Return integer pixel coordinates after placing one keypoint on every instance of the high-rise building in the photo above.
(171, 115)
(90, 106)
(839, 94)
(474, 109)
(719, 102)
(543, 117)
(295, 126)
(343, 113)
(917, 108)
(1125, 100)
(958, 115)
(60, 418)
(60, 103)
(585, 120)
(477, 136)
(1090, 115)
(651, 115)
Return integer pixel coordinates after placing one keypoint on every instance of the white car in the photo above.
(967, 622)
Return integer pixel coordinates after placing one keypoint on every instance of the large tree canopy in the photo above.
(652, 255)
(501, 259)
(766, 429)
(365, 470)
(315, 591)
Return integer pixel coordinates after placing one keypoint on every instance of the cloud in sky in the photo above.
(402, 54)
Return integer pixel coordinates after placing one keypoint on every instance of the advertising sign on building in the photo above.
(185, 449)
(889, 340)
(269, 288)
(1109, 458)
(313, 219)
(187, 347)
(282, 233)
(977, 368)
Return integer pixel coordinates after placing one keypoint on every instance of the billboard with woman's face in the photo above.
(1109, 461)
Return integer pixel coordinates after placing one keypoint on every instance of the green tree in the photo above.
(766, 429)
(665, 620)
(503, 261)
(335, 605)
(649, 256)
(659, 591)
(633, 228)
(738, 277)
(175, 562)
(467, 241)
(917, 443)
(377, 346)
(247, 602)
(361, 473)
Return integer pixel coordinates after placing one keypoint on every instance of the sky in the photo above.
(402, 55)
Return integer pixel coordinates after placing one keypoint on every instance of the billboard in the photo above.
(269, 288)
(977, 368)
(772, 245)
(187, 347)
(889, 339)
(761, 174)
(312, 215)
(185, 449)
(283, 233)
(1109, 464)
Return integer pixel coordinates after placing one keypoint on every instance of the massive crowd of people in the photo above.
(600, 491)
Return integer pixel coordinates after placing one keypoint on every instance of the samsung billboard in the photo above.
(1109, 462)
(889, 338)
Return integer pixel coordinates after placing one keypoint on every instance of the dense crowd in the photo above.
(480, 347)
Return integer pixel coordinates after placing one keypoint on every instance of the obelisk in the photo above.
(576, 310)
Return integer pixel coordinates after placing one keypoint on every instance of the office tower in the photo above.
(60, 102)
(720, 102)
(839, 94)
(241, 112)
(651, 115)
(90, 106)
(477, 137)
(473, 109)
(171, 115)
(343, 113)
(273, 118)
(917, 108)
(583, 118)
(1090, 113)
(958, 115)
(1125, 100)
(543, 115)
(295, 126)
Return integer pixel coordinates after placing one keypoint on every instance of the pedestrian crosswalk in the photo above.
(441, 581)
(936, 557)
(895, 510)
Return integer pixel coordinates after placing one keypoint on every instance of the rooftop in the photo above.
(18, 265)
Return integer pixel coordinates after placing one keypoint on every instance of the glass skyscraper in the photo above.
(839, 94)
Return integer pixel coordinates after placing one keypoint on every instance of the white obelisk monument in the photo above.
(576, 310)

..........

◆ **STATED PROBLEM**: Convert the data above into a JSON list of strings, one string per line, leaving out any blank lines.

◆ **RESPONSE TO THIS TASK**:
[
  "Return integer pixel coordinates after placing one keypoint on every instance of the high-rise building in the photo above.",
  "(171, 115)",
  "(90, 106)",
  "(839, 94)",
  "(474, 109)",
  "(719, 102)",
  "(543, 117)",
  "(295, 126)",
  "(343, 113)",
  "(917, 108)",
  "(1125, 100)",
  "(958, 115)",
  "(60, 418)",
  "(60, 103)",
  "(585, 120)",
  "(477, 136)",
  "(1090, 115)",
  "(651, 115)",
  "Return integer pixel coordinates after placing one keypoint on every instance of the white car in the photo above.",
  "(967, 622)",
  "Return integer pixel coordinates after placing one keypoint on every instance of the large tree canopy in the photo above.",
  "(652, 255)",
  "(501, 259)",
  "(766, 429)",
  "(365, 470)",
  "(315, 591)",
  "Return integer pixel coordinates after placing one keypoint on every instance of the cloud in sky in the photo above.",
  "(402, 54)",
  "Return integer pixel coordinates after placing one keypoint on every instance of the advertising sign on building in the photo above.",
  "(185, 449)",
  "(889, 340)",
  "(269, 288)",
  "(1109, 458)",
  "(313, 219)",
  "(187, 347)",
  "(282, 233)",
  "(977, 368)",
  "Return integer pixel coordinates after placing one keypoint on every instance of the billboard with woman's face in the photo above.",
  "(1109, 461)",
  "Return integer pixel coordinates after placing one keypoint on every instance of the green tree in the photo above.",
  "(766, 429)",
  "(665, 620)",
  "(503, 261)",
  "(335, 605)",
  "(649, 256)",
  "(659, 591)",
  "(633, 228)",
  "(738, 277)",
  "(175, 562)",
  "(467, 241)",
  "(917, 443)",
  "(377, 346)",
  "(247, 602)",
  "(361, 473)",
  "Return integer pixel coordinates after placing one keypoint on every instance of the sky in the photo above.",
  "(402, 55)",
  "Return integer pixel coordinates after placing one keypoint on every instance of the billboard in the photo above.",
  "(269, 288)",
  "(977, 368)",
  "(772, 245)",
  "(187, 347)",
  "(889, 339)",
  "(761, 174)",
  "(312, 215)",
  "(185, 449)",
  "(283, 233)",
  "(1109, 464)",
  "Return integer pixel coordinates after placing one keypoint on every instance of the massive crowd of people in the photo above.",
  "(600, 491)",
  "Return integer pixel coordinates after placing one keypoint on every instance of the samsung billboard in the photo above.",
  "(1109, 462)",
  "(889, 338)",
  "Return integer pixel coordinates after placing one keypoint on every instance of the dense crowd in the photo above.",
  "(480, 347)",
  "Return integer pixel coordinates after placing one keypoint on every instance of the obelisk in the photo above.",
  "(576, 310)",
  "Return integer pixel coordinates after placing one keypoint on every instance of the office tower in the photo above.",
  "(60, 102)",
  "(720, 102)",
  "(839, 94)",
  "(241, 112)",
  "(651, 115)",
  "(90, 106)",
  "(477, 137)",
  "(473, 109)",
  "(171, 115)",
  "(343, 113)",
  "(273, 118)",
  "(917, 108)",
  "(583, 118)",
  "(1090, 113)",
  "(958, 115)",
  "(1125, 100)",
  "(543, 115)",
  "(295, 126)",
  "Return integer pixel coordinates after placing one keypoint on every instance of the pedestrian crosswalk in the photo above.",
  "(441, 581)",
  "(936, 557)",
  "(895, 510)",
  "Return integer pixel coordinates after placing one keypoint on every instance of the rooftop in the photo above.",
  "(18, 265)",
  "Return integer pixel coordinates after placing one keypoint on every instance of the glass skyscraper in the photo above.",
  "(839, 94)",
  "Return integer pixel coordinates after placing one keypoint on every instance of the white obelisk monument in the photo above.",
  "(576, 310)"
]